● GIVEN TASK: Extract every line of the listing below that contains the string "woman", treating uppercase and lowercase letters as different.
···
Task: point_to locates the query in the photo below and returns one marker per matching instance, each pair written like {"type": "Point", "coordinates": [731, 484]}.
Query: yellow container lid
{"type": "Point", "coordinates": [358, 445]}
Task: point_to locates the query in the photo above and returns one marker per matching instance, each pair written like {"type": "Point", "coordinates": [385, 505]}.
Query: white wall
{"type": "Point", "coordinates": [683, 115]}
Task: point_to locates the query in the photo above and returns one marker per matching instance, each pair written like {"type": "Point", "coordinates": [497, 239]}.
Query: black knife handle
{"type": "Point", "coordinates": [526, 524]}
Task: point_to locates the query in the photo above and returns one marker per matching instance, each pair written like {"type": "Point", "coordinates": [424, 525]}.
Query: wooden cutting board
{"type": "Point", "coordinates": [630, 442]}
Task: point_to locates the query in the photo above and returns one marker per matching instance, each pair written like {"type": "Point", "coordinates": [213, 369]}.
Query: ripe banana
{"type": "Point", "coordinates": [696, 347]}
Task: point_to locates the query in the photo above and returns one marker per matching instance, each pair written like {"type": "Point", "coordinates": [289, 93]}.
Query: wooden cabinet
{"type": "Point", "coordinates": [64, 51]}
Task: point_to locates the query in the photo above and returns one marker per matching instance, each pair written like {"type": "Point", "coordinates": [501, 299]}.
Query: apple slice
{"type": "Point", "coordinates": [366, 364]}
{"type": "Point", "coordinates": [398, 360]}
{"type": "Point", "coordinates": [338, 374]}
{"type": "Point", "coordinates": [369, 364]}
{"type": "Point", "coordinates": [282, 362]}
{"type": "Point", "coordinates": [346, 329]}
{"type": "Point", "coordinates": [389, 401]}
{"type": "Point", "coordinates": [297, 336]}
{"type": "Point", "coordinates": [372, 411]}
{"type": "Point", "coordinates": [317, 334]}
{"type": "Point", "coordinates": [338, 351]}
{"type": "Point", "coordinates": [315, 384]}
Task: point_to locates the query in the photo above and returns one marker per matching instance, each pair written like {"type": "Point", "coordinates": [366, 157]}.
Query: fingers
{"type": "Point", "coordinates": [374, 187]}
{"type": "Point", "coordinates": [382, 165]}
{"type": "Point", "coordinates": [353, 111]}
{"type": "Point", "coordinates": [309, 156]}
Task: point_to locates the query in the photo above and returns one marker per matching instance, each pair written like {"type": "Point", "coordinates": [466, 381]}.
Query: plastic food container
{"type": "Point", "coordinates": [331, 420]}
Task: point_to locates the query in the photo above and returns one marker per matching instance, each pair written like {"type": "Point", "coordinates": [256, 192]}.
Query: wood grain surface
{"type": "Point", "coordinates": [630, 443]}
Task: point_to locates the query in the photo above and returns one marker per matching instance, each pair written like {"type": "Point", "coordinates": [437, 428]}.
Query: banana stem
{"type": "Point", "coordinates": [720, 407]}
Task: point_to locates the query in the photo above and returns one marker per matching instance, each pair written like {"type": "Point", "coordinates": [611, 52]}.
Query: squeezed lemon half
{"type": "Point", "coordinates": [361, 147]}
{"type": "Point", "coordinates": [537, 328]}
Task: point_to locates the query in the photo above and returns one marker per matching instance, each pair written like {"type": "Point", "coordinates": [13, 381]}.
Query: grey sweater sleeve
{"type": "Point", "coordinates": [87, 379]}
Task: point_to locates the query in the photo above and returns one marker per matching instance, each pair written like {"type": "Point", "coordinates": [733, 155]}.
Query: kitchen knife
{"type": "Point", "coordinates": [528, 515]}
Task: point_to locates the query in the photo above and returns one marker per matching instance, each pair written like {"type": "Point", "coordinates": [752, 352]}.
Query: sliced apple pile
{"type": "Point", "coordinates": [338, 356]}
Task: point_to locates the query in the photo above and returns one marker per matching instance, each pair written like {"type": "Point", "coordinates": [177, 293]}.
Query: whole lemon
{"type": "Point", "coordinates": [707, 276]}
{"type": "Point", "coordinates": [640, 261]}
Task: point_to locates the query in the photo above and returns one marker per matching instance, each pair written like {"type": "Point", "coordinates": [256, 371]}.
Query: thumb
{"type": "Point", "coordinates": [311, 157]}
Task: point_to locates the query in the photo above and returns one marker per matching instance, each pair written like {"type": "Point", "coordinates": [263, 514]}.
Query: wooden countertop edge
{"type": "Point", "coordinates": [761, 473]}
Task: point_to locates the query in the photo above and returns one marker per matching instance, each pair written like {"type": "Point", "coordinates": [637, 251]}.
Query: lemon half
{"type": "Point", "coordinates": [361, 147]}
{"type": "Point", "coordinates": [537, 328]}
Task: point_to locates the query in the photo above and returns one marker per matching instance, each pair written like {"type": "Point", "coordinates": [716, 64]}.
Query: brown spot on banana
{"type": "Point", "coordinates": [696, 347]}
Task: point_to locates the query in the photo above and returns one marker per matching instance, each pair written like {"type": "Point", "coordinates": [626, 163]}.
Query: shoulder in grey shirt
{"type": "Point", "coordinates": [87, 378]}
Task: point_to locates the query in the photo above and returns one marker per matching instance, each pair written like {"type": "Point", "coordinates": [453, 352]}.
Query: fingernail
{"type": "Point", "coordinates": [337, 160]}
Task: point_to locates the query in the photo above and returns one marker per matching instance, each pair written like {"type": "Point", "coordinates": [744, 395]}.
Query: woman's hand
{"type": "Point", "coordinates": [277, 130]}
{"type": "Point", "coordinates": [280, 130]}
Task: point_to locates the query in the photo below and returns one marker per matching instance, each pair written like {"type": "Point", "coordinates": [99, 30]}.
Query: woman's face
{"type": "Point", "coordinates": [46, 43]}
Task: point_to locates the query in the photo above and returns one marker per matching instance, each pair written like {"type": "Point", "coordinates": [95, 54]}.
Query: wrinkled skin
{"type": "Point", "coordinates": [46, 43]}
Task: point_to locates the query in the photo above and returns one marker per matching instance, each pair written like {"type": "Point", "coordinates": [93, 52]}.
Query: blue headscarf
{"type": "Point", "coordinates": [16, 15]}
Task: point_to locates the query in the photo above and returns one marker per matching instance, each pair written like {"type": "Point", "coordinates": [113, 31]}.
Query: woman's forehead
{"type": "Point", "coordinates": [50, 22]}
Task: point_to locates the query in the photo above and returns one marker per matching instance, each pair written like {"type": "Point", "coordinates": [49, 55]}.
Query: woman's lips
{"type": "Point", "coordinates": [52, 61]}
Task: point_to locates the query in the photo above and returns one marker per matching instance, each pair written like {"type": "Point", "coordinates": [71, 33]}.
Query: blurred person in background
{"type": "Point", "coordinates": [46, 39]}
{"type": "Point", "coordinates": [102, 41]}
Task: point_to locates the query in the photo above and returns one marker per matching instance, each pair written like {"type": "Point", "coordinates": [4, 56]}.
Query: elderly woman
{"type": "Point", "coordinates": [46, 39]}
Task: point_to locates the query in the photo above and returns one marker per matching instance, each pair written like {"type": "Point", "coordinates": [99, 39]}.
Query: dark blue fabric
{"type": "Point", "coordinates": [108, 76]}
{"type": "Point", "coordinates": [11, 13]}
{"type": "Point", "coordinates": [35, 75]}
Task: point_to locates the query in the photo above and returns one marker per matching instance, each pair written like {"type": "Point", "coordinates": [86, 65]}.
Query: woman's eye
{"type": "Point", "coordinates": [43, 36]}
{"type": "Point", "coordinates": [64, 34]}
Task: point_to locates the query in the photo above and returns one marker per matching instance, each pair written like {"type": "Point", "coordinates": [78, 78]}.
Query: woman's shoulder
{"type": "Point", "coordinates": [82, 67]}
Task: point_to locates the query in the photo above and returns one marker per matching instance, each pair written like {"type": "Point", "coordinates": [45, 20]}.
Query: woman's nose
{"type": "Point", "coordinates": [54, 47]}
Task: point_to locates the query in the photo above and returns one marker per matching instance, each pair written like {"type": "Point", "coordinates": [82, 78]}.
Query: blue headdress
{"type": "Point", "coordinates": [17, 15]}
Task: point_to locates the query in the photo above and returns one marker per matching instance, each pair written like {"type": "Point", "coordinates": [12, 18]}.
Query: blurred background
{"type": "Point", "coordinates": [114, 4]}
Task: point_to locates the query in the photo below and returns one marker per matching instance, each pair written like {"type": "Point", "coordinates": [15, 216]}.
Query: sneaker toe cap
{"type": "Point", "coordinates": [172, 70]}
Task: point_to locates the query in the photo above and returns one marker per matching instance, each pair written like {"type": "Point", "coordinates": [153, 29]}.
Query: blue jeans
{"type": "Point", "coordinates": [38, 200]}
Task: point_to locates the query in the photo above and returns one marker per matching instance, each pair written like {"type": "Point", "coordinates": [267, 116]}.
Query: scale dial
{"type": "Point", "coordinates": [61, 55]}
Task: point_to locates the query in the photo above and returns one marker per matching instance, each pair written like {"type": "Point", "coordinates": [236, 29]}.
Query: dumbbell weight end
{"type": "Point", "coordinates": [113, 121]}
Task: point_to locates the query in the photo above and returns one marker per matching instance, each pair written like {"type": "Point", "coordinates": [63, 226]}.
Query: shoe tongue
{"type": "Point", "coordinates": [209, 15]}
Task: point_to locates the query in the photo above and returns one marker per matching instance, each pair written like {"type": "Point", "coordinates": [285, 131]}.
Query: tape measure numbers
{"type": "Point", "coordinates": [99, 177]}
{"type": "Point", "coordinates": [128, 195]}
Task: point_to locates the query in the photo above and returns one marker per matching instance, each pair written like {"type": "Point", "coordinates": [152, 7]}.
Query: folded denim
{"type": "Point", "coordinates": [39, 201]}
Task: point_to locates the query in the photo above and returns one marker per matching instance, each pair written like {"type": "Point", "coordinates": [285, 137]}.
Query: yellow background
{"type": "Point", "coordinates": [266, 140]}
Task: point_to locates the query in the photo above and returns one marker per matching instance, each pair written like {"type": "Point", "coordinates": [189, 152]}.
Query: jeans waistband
···
● RESULT FOR THIS TASK:
Query: woman's hand
Query: woman's face
Query: woman's forehead
Query: woman's lips
Query: elderly woman
Query: woman's eye
Query: woman's shoulder
Query: woman's nose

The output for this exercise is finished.